> **Task directions**:
Keep to one stretch of the data below, the lines from the one with "For every <instance>" up to and including the one with "positive clicks: (192, 92)", and return that stretch exactly.

> **Extracted data**:
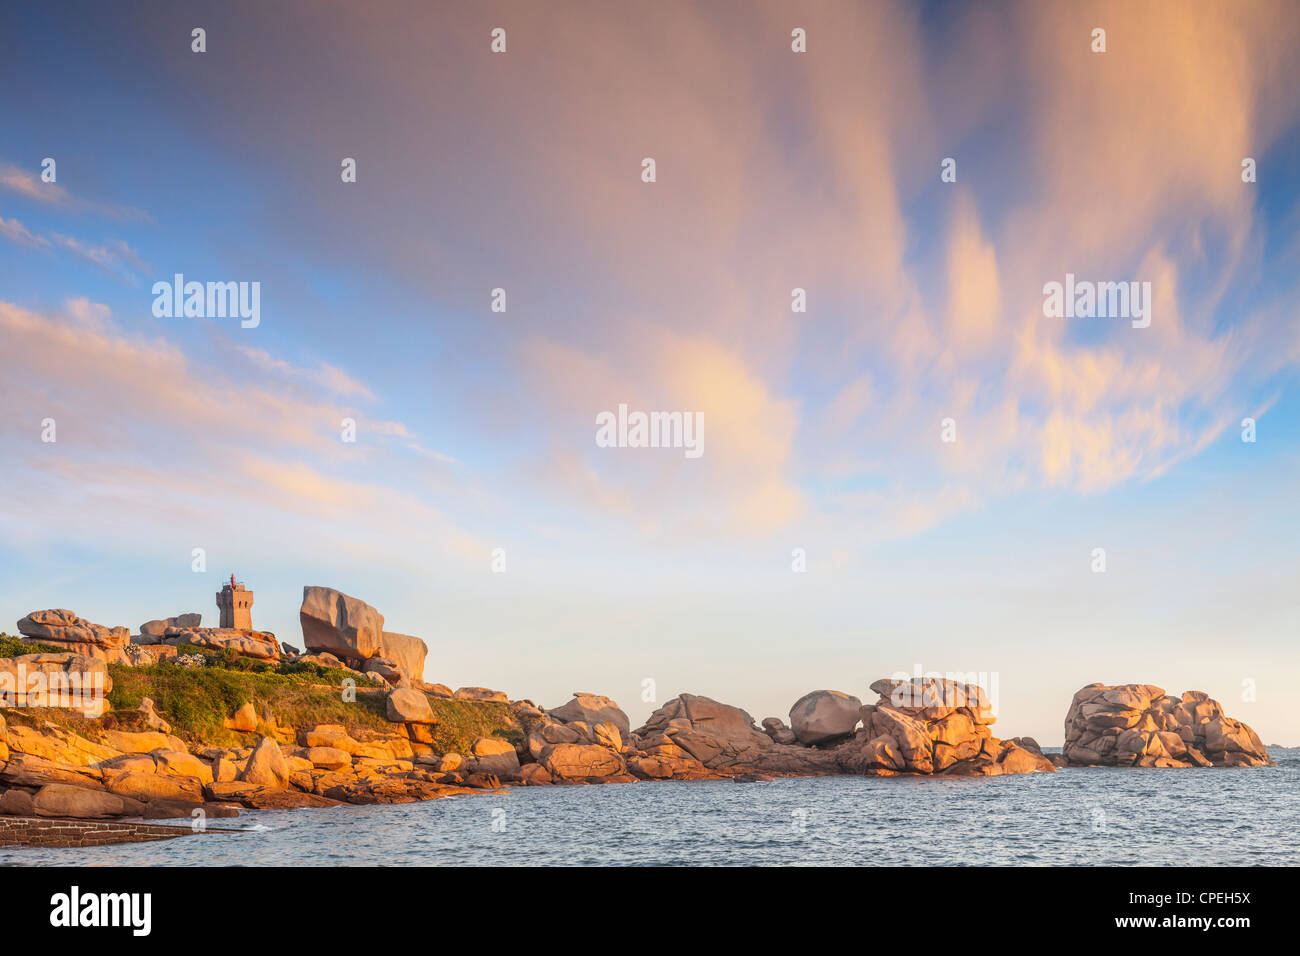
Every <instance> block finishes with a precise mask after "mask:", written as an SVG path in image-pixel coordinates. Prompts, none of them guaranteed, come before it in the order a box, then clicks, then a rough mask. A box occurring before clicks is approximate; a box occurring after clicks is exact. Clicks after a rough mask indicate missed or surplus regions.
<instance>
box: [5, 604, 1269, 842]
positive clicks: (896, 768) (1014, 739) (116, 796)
mask: <svg viewBox="0 0 1300 956" xmlns="http://www.w3.org/2000/svg"><path fill="white" fill-rule="evenodd" d="M231 587H234V581H231ZM240 591H242V589H240ZM227 600H229V598H227ZM220 601H221V596H220V594H218V604H220ZM247 605H251V593H247ZM247 605H246V606H247ZM300 617H302V620H303V635H304V643H305V645H307V652H304V653H299V652H296V650H295V649H294V648H291V646H289V645H281V644H278V643H277V641H276V640H274V636H273V635H269V633H265V632H255V631H252V630H251V627H247V628H201V627H199V615H196V614H194V615H179V617H177V618H170V619H159V620H153V622H147V623H146V624H144V626H142V627H140V633H139V635H138V636H136V637H134V639H129V640H123V637H129V632H127V631H126V628H105V627H101V626H98V624H91V623H90V622H86V620H83V619H81V618H78V617H77V615H75V614H73V613H72V611H66V610H51V611H34V613H32V614H29V615H27V617H26V618H23V619H22V620H21V622H19V623H18V628H19V631H21V632H22V635H23V641H25V643H34V644H38V645H39V648H38V649H36V653H31V654H16V656H13V657H0V691H4V689H6V688H8V692H6V693H5V696H4V700H3V704H4V705H5V706H4V708H3V709H0V816H8V817H14V818H23V819H25V821H29V823H31V825H32V826H35V823H34V821H39V819H49V821H60V819H64V821H66V819H107V821H112V819H116V821H130V819H165V818H190V819H191V821H192V819H195V818H203V819H207V818H209V817H212V818H222V817H231V816H238V813H239V810H240V809H287V808H300V806H338V805H344V804H354V805H364V804H378V803H409V801H416V800H433V799H438V797H442V796H450V795H459V793H474V792H481V791H495V790H498V788H500V787H503V786H571V784H604V783H636V782H653V780H703V779H733V780H737V782H749V780H757V779H764V778H772V777H822V775H835V774H854V775H875V777H889V775H897V774H909V775H927V777H995V775H1009V774H1031V773H1052V771H1054V770H1057V769H1058V767H1065V766H1070V767H1074V766H1138V767H1193V766H1203V767H1209V766H1264V765H1269V763H1271V761H1270V760H1269V757H1268V753H1266V750H1265V749H1264V745H1262V743H1261V741H1260V739H1258V736H1257V735H1256V734H1255V731H1252V730H1251V728H1249V727H1248V726H1247V724H1244V723H1242V722H1239V721H1234V719H1231V718H1229V717H1227V715H1226V714H1225V713H1223V710H1222V708H1221V706H1219V704H1218V702H1217V701H1213V700H1210V698H1209V697H1208V696H1206V695H1204V693H1200V692H1187V693H1184V695H1182V697H1180V698H1175V697H1171V696H1166V695H1165V692H1164V691H1162V689H1161V688H1158V687H1153V685H1149V684H1125V685H1118V687H1106V685H1104V684H1089V685H1088V687H1084V688H1082V689H1080V691H1079V692H1078V693H1076V695H1075V696H1074V700H1073V702H1071V704H1070V708H1069V713H1067V715H1066V744H1065V748H1063V749H1062V753H1061V754H1050V756H1045V754H1044V753H1043V750H1041V748H1040V747H1039V745H1037V743H1036V741H1034V740H1032V739H1031V737H1011V739H1006V740H1000V739H997V737H995V736H993V734H992V730H991V727H992V724H993V723H995V719H996V718H995V715H993V711H992V709H991V706H989V701H988V697H987V695H985V692H984V689H983V688H980V687H978V685H975V684H965V683H959V682H954V680H948V679H943V678H915V679H911V680H892V679H885V680H878V682H875V683H874V684H871V691H872V692H874V693H875V695H876V700H875V701H874V702H870V704H863V702H862V701H861V700H859V698H858V697H854V696H852V695H849V693H845V692H840V691H829V689H819V691H813V692H810V693H807V695H805V696H803V697H801V698H800V700H797V701H796V702H794V704H793V705H792V708H790V710H789V723H787V722H785V721H783V719H781V718H776V717H768V718H764V719H763V721H762V724H761V726H759V724H758V723H757V722H755V721H754V719H753V718H751V717H750V714H748V713H746V711H745V710H742V709H740V708H736V706H732V705H728V704H723V702H719V701H716V700H712V698H708V697H702V696H695V695H689V693H684V695H680V696H677V697H675V698H672V700H671V701H668V702H666V704H664V705H662V706H660V708H659V709H658V710H655V711H654V713H653V714H651V715H650V718H649V719H647V721H646V722H645V724H642V726H641V727H637V728H632V727H630V723H629V719H628V715H627V714H625V713H624V710H623V709H621V708H620V706H619V705H617V702H616V701H614V700H611V698H610V697H604V696H599V695H594V693H575V695H573V697H572V698H571V700H569V701H567V702H565V704H563V705H562V706H558V708H551V709H545V708H541V706H538V705H537V704H534V702H533V701H529V700H510V698H508V697H507V696H506V695H504V693H500V692H497V691H490V689H486V688H460V689H459V691H455V692H452V691H450V689H448V688H446V687H443V685H441V684H428V683H425V682H424V679H422V674H424V663H425V654H426V648H425V644H424V641H421V640H419V639H417V637H411V636H408V635H396V633H393V632H387V631H385V630H383V618H382V615H380V614H378V611H376V610H374V609H373V607H370V606H369V605H365V604H364V602H361V601H357V600H356V598H351V597H348V596H347V594H343V593H342V592H337V591H333V589H328V588H305V589H304V597H303V606H302V611H300ZM246 623H251V622H247V620H246ZM226 632H229V633H226ZM6 640H10V641H12V640H13V639H6ZM272 646H273V648H274V653H272V650H270V648H272ZM57 648H66V649H65V650H56V649H57ZM114 674H116V676H117V680H118V683H120V684H125V683H127V682H129V683H130V684H131V685H133V687H136V685H138V687H144V688H148V687H159V688H160V691H165V692H166V695H168V697H166V700H168V701H169V702H170V709H169V708H168V706H162V708H160V706H159V705H157V704H155V701H153V698H152V697H140V698H139V700H138V701H133V705H131V706H116V708H114V706H112V705H110V702H109V700H110V698H112V697H114V696H116V697H117V698H118V700H120V704H121V700H122V688H121V687H118V692H117V693H116V695H114V685H113V680H114ZM244 674H247V675H248V676H247V682H248V683H247V684H238V682H237V679H243V676H242V675H244ZM32 675H42V680H44V682H45V684H47V685H45V687H39V684H40V683H42V682H35V683H32ZM73 676H78V678H79V679H81V680H83V682H85V680H87V679H88V680H90V683H92V684H94V683H98V684H100V685H101V691H103V695H101V696H100V697H99V698H96V700H98V701H99V708H98V709H96V708H91V709H79V710H75V709H68V708H52V706H49V705H51V704H52V702H53V704H57V702H60V701H57V700H56V698H53V697H48V693H49V688H48V684H59V683H60V682H64V683H68V682H69V680H70V679H72V678H73ZM19 678H22V682H19ZM205 682H207V683H205ZM213 682H214V683H216V684H218V688H217V691H212V688H209V687H208V684H211V683H213ZM259 682H261V683H259ZM191 683H192V685H194V695H195V698H198V697H199V693H200V691H203V692H205V693H216V692H220V695H224V696H222V697H220V700H225V701H229V702H230V710H229V711H227V713H224V714H222V715H221V718H220V724H214V723H212V722H209V723H207V724H200V723H196V722H195V721H198V719H199V718H196V717H194V714H191V713H190V711H191V710H194V709H195V708H194V706H191V704H192V702H194V701H191V700H190V698H188V691H187V688H188V687H190V684H191ZM19 684H21V685H19ZM178 688H179V689H178ZM286 688H287V689H286ZM42 693H44V695H47V697H40V696H39V695H42ZM273 693H286V695H290V693H291V695H292V696H289V697H285V698H283V700H285V701H287V702H286V704H285V709H287V710H289V713H287V714H286V713H285V711H283V710H282V711H281V713H276V710H274V709H273V708H272V706H270V701H269V697H270V696H272V695H273ZM239 696H244V697H250V698H248V700H231V698H233V697H239ZM259 697H263V698H260V700H259ZM339 701H342V704H341V702H339ZM326 711H328V713H334V714H341V715H342V717H339V718H338V719H337V721H318V719H313V717H315V715H317V714H321V713H326ZM6 717H8V719H5V718H6ZM363 718H364V719H363ZM173 721H190V723H188V724H187V727H186V728H177V730H175V732H173V730H174V728H173V726H172V722H173ZM350 723H351V726H348V724H350ZM204 727H205V728H207V730H203V728H204ZM205 736H207V737H208V739H204V737H205ZM217 737H220V740H217ZM451 741H459V743H455V747H452V743H451ZM200 829H201V827H200ZM36 830H39V827H36Z"/></svg>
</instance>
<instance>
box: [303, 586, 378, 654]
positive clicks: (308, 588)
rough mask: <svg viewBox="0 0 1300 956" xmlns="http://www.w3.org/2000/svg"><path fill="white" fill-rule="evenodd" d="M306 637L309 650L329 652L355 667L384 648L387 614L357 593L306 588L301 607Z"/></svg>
mask: <svg viewBox="0 0 1300 956" xmlns="http://www.w3.org/2000/svg"><path fill="white" fill-rule="evenodd" d="M298 618H299V620H300V622H302V624H303V641H304V643H305V645H307V650H308V652H309V653H329V654H334V657H337V658H339V659H341V661H344V662H347V663H348V666H351V667H357V669H359V667H361V665H363V663H364V662H365V661H368V659H369V658H372V657H380V656H382V652H383V615H382V614H380V613H378V611H377V610H374V609H373V607H370V605H368V604H365V601H360V600H357V598H355V597H350V596H348V594H344V593H343V592H342V591H334V589H333V588H318V587H311V585H308V587H305V588H303V604H302V607H299V609H298Z"/></svg>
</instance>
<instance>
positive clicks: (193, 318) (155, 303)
mask: <svg viewBox="0 0 1300 956" xmlns="http://www.w3.org/2000/svg"><path fill="white" fill-rule="evenodd" d="M153 316H155V317H156V319H181V317H185V319H235V317H238V319H240V320H242V321H240V323H239V325H240V326H242V328H244V329H256V328H257V326H259V325H260V324H261V282H186V281H185V276H183V274H182V273H179V272H178V273H175V276H173V278H172V281H170V282H165V281H159V282H155V284H153Z"/></svg>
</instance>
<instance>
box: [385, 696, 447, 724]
mask: <svg viewBox="0 0 1300 956" xmlns="http://www.w3.org/2000/svg"><path fill="white" fill-rule="evenodd" d="M386 706H387V717H389V719H390V721H393V723H437V721H435V719H434V717H433V708H432V706H430V705H429V698H428V697H425V696H424V693H422V692H420V691H416V689H415V688H411V687H398V688H394V689H393V691H390V692H389V696H387V701H386Z"/></svg>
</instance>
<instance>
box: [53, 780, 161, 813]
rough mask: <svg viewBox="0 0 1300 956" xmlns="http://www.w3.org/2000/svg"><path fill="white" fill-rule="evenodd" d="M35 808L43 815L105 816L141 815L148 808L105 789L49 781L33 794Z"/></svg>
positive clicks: (139, 801)
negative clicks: (72, 785)
mask: <svg viewBox="0 0 1300 956" xmlns="http://www.w3.org/2000/svg"><path fill="white" fill-rule="evenodd" d="M32 812H34V813H35V814H36V816H39V817H75V818H78V819H101V818H105V817H126V816H130V817H138V816H140V814H142V813H143V812H144V804H143V803H140V801H139V800H133V799H131V797H125V796H118V795H116V793H107V792H104V791H101V790H87V788H85V787H73V786H70V784H66V783H47V784H45V786H44V787H42V788H40V790H38V791H36V795H35V797H32Z"/></svg>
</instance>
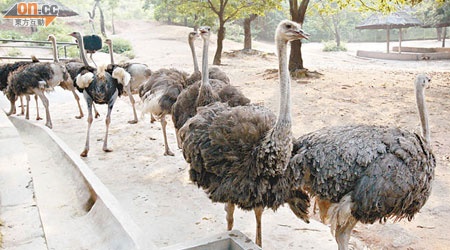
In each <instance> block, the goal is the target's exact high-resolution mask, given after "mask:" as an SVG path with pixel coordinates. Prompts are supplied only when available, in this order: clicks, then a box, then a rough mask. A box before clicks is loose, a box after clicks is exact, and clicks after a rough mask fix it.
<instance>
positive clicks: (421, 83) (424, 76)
mask: <svg viewBox="0 0 450 250" xmlns="http://www.w3.org/2000/svg"><path fill="white" fill-rule="evenodd" d="M430 83H431V78H430V77H429V76H428V75H424V74H419V75H417V77H416V82H415V84H416V88H417V89H428V88H430Z"/></svg>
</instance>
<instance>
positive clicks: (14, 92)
mask: <svg viewBox="0 0 450 250" xmlns="http://www.w3.org/2000/svg"><path fill="white" fill-rule="evenodd" d="M69 77H70V76H69V74H68V73H67V70H66V68H65V67H64V66H63V65H61V64H59V63H43V62H39V63H33V64H28V65H25V66H22V68H19V69H18V70H16V71H15V72H13V73H12V74H10V76H9V79H8V81H9V85H8V87H7V89H6V96H7V97H8V99H9V101H10V102H11V111H10V112H9V113H8V115H11V114H12V113H13V112H15V105H14V103H15V101H16V99H17V97H18V96H23V95H32V94H34V95H38V96H39V98H40V99H41V101H42V103H43V104H44V107H45V115H46V123H45V125H46V126H47V127H49V128H52V127H53V125H52V120H51V117H50V110H49V102H48V99H47V97H45V95H44V92H45V91H49V90H53V88H54V87H56V86H58V85H59V84H60V83H61V82H64V81H67V80H68V79H69ZM27 109H28V107H27Z"/></svg>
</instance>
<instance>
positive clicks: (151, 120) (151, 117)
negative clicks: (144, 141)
mask: <svg viewBox="0 0 450 250" xmlns="http://www.w3.org/2000/svg"><path fill="white" fill-rule="evenodd" d="M154 122H156V119H155V117H153V114H151V113H150V123H154Z"/></svg>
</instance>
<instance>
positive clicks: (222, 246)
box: [161, 230, 262, 250]
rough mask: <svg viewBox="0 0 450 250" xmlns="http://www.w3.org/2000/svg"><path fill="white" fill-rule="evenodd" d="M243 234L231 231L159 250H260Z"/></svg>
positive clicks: (260, 249) (250, 240) (238, 232)
mask: <svg viewBox="0 0 450 250" xmlns="http://www.w3.org/2000/svg"><path fill="white" fill-rule="evenodd" d="M261 249H262V248H260V247H259V246H257V245H256V244H255V243H253V241H251V240H250V239H249V238H248V237H247V236H245V235H244V234H243V233H241V232H239V231H237V230H233V231H229V232H226V233H221V234H218V235H215V236H212V237H208V238H205V239H201V240H197V241H193V242H189V243H182V244H177V245H174V246H170V247H167V248H163V249H161V250H261Z"/></svg>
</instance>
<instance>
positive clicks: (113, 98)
mask: <svg viewBox="0 0 450 250" xmlns="http://www.w3.org/2000/svg"><path fill="white" fill-rule="evenodd" d="M118 93H119V91H118V90H116V92H115V93H114V96H113V97H112V98H111V99H110V100H109V102H108V114H107V115H106V120H105V123H106V134H105V140H104V141H103V151H105V152H112V150H111V149H108V130H109V123H110V122H111V111H112V108H113V107H114V102H116V99H117V95H118Z"/></svg>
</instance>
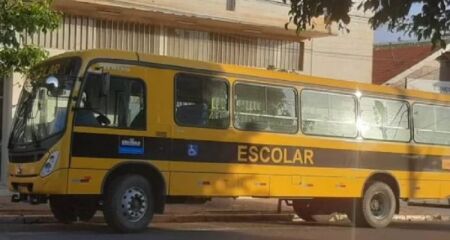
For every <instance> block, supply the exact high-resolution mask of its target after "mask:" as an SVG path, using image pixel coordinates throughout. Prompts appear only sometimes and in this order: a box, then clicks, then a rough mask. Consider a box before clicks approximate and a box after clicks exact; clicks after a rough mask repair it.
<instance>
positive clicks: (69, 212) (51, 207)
mask: <svg viewBox="0 0 450 240" xmlns="http://www.w3.org/2000/svg"><path fill="white" fill-rule="evenodd" d="M49 200H50V201H49V203H50V210H51V211H52V213H53V216H54V217H55V218H56V220H58V222H60V223H64V224H71V223H73V222H76V221H77V215H76V209H75V208H74V205H73V204H72V201H70V199H68V198H64V197H50V199H49Z"/></svg>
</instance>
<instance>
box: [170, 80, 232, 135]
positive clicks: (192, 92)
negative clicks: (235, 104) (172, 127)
mask: <svg viewBox="0 0 450 240" xmlns="http://www.w3.org/2000/svg"><path fill="white" fill-rule="evenodd" d="M175 120H176V122H177V123H178V124H179V125H184V126H193V127H207V128H227V127H228V125H229V122H230V114H229V110H228V85H227V83H226V81H225V80H221V79H214V78H210V77H205V76H199V75H191V74H180V75H178V77H177V79H176V106H175Z"/></svg>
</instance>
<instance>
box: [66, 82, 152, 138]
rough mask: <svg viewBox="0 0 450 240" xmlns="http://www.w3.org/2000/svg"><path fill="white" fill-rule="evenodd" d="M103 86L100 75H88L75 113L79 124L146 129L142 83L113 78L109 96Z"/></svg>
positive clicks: (110, 86) (76, 120)
mask: <svg viewBox="0 0 450 240" xmlns="http://www.w3.org/2000/svg"><path fill="white" fill-rule="evenodd" d="M101 86H102V78H101V75H100V74H90V75H89V76H88V78H87V80H86V83H85V86H84V90H83V92H82V94H81V102H80V109H78V110H77V114H76V119H75V123H76V124H77V125H84V126H108V127H117V128H132V129H145V127H146V124H145V123H146V121H145V119H146V113H145V91H144V89H145V88H144V83H143V82H142V81H140V80H136V79H129V78H124V77H116V76H111V82H110V88H109V94H108V95H104V94H103V93H102V91H101ZM105 117H106V119H107V120H105V119H104V118H105Z"/></svg>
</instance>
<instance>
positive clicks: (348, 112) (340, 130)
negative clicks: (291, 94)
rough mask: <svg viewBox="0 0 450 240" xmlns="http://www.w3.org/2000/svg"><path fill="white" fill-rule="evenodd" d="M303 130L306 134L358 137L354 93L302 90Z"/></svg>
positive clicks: (302, 120)
mask: <svg viewBox="0 0 450 240" xmlns="http://www.w3.org/2000/svg"><path fill="white" fill-rule="evenodd" d="M301 110H302V114H301V116H302V117H301V118H302V131H303V132H304V133H306V134H313V135H324V136H336V137H356V133H357V130H356V102H355V98H354V96H352V95H346V94H337V93H326V92H319V91H314V90H304V91H302V97H301Z"/></svg>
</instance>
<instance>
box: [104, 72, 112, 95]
mask: <svg viewBox="0 0 450 240" xmlns="http://www.w3.org/2000/svg"><path fill="white" fill-rule="evenodd" d="M110 86H111V75H110V74H109V73H102V95H103V96H108V95H109V88H110Z"/></svg>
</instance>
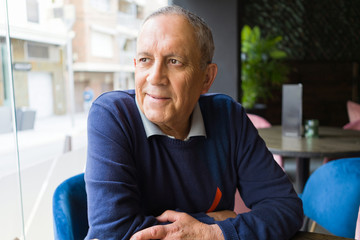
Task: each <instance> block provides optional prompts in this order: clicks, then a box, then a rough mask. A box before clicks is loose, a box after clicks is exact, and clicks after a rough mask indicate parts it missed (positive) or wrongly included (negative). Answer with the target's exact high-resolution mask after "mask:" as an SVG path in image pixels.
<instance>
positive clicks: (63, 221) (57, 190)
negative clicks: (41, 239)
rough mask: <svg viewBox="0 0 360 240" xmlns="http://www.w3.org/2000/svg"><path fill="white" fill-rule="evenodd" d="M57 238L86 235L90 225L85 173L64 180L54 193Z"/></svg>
mask: <svg viewBox="0 0 360 240" xmlns="http://www.w3.org/2000/svg"><path fill="white" fill-rule="evenodd" d="M53 221H54V235H55V240H65V239H66V240H77V239H84V238H85V237H86V234H87V231H88V228H89V225H88V219H87V200H86V191H85V181H84V173H81V174H79V175H76V176H74V177H71V178H69V179H67V180H65V181H64V182H62V183H61V184H60V185H59V186H58V187H57V188H56V190H55V192H54V195H53Z"/></svg>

> **The answer**:
For every <instance> block, supply the exact high-resolution mask of its target after "mask:" as an SVG path, using image pixel coordinates throughout. Prompts appear only sometimes and in this order: a box, then clicks, then a rough mask. Consider a box before clicks approximate and a box after clicks exact; clicks after a rough mask repair it.
<instance>
positive clicks: (69, 212) (51, 207)
mask: <svg viewBox="0 0 450 240" xmlns="http://www.w3.org/2000/svg"><path fill="white" fill-rule="evenodd" d="M49 200H50V201H49V203H50V210H51V211H52V213H53V216H54V217H55V218H56V220H58V222H60V223H64V224H71V223H73V222H76V221H77V215H76V209H75V208H74V205H73V204H72V201H70V199H68V198H64V197H50V199H49Z"/></svg>
</instance>
<instance>
box: [170, 80, 232, 135]
positive clicks: (192, 92)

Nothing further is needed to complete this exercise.